[Input records]:
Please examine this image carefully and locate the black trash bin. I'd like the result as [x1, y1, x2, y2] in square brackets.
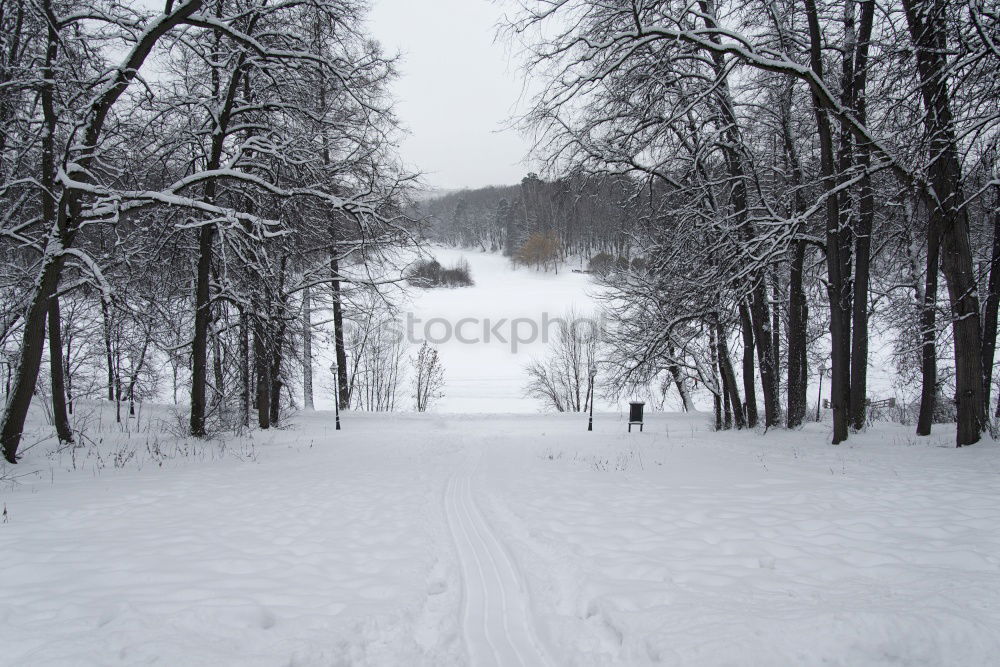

* * *

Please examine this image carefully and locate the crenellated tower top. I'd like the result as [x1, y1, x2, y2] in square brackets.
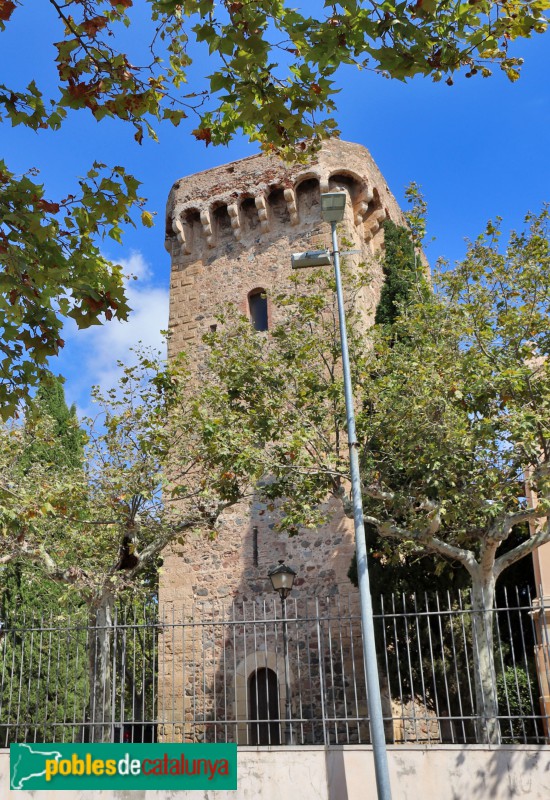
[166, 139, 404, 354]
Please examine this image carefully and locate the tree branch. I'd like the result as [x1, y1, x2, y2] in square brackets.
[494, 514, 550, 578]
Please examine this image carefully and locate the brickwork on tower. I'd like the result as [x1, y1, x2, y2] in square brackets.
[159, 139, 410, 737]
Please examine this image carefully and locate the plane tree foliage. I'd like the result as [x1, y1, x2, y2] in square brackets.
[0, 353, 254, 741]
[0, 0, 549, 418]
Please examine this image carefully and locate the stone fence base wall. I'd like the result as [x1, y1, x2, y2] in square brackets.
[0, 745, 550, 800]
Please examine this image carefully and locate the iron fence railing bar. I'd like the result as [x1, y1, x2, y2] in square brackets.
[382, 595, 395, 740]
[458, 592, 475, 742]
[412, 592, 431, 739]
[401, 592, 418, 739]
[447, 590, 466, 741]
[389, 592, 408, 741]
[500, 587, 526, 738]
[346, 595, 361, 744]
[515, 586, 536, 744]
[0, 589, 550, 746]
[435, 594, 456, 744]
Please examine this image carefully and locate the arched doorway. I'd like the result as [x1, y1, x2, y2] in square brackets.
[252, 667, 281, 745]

---

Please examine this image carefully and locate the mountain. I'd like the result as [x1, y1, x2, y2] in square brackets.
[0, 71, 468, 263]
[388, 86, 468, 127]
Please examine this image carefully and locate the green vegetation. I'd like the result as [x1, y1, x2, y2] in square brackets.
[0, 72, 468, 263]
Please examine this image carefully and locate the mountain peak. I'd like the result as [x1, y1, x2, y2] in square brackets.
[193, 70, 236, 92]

[Required work]: Rewrite the part of the data that opens with the line containing "Please examine this image carefully and locate the stone" and closes with the line containing "[252, 667, 281, 745]", both lines included and the requests kept, shifting every coordinate in the answers by adding -59. Give only those lines.

[Complete output]:
Please examine this image carefully and locate the stone fence base wall. I'd like the result as [x1, y1, x2, y2] in square brackets.
[-59, 686, 491, 741]
Please examine this image carefully and locate the iron fence railing bar. I'd like the result as [x1, y1, x2, y2] in square brackets.
[323, 536, 336, 681]
[399, 533, 416, 683]
[353, 533, 372, 680]
[342, 533, 359, 680]
[388, 531, 407, 682]
[330, 533, 349, 682]
[441, 528, 467, 679]
[287, 536, 302, 685]
[456, 527, 477, 685]
[-59, 530, 491, 687]
[376, 535, 397, 685]
Please examine this image carefully and locate the arched doorway. I'd like the result as [x1, y1, x2, y2] in square brackets.
[193, 608, 222, 686]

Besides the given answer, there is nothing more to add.